▶ [WHAT YOU SHOULD DO]: Every line in the listing is to be echoed verbatim.

═══ SUPPLIED ENTRIES

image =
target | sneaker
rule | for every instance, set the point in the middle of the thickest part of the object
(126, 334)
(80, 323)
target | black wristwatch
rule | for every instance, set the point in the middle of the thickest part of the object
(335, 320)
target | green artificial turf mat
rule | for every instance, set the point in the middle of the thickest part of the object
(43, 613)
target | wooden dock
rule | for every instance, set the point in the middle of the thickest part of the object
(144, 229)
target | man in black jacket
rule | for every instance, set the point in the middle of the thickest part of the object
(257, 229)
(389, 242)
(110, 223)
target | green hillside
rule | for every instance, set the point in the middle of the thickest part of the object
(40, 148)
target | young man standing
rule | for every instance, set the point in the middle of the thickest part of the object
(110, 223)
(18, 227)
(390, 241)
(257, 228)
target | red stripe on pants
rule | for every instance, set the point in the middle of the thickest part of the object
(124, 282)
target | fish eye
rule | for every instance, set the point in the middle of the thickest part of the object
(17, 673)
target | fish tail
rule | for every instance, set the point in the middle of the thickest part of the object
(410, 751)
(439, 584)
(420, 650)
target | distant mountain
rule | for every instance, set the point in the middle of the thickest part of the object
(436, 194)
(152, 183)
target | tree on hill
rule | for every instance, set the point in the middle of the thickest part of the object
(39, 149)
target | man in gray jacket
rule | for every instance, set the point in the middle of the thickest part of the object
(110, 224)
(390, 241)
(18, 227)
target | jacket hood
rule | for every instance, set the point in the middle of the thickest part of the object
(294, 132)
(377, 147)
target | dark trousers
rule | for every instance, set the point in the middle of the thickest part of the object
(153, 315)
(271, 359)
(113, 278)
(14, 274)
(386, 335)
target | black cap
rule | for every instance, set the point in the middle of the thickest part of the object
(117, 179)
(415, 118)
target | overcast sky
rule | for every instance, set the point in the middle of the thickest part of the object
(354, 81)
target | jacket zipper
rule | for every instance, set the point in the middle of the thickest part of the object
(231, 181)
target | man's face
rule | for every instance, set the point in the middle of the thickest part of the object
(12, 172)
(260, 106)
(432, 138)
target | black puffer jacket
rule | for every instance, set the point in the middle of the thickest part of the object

══════

▶ [OUTPUT OF THE EXERCISE]:
image =
target | sneaker
rule | for every instance, set the point in the middle of the thickest part of the object
(126, 334)
(80, 323)
target | black wristwatch
rule | for every instance, set the point in the middle of the thickest part of the object
(335, 320)
target | green artificial turf mat
rule | for every instance, set the point in the middle of the thickest part of the object
(43, 613)
target | wooden dock
rule | for every instance, set the point in the middle of the thickest part of the object
(144, 229)
target | man in black jacket
rule | for every instance, set the point in the middle of the thickest part of the object
(257, 229)
(389, 242)
(110, 223)
target | green hillside
rule | for every instance, set the point in the middle of the thickest part of the object
(40, 148)
target | young man standing
rule | for every instance, set the point in the middle of the thickest part of the object
(110, 223)
(18, 227)
(390, 241)
(257, 228)
target | red stripe on pants
rule | for every instance, set the point in the middle of the thickest part of the object
(124, 282)
target | fish eye
rule | for every instance, set the point in the middle of the thickest part of the object
(17, 673)
target | fish tail
rule | for every instance, set the point in the middle of the thickest part of the object
(410, 751)
(439, 584)
(420, 650)
target | distant mountain
rule | for every instance, set the point in the middle of the thickest part of the object
(436, 194)
(152, 183)
target | tree on hill
rule | for every instance, set the point in the middle of the thickest part of the object
(39, 149)
target | man in gray jacket
rule | for every instance, set the point in the middle of the thickest part of the object
(110, 224)
(390, 241)
(18, 227)
target | jacket hood
rule | for every instance, set the point in the middle of the thickest part of the object
(294, 132)
(377, 147)
target | dark trousers
rule | for every instance, set the point in the middle of the thickest part of the object
(153, 315)
(271, 359)
(113, 278)
(14, 274)
(386, 335)
target | black cap
rule | for every instance, set the point in the middle of the thickest part of the object
(117, 179)
(415, 118)
target | overcast sky
rule | for every instance, set the point in the middle of the thickest part of the object
(354, 81)
target | jacket zipper
rule | for every instance, set the point in the middle of the thickest part of the object
(231, 181)
target | man's face
rule | for every instance, set the point in the middle of the thickest part of the object
(12, 172)
(260, 106)
(432, 138)
target | black puffer jacket
rule | for every instance, set the point in the middle of the thickest part of the object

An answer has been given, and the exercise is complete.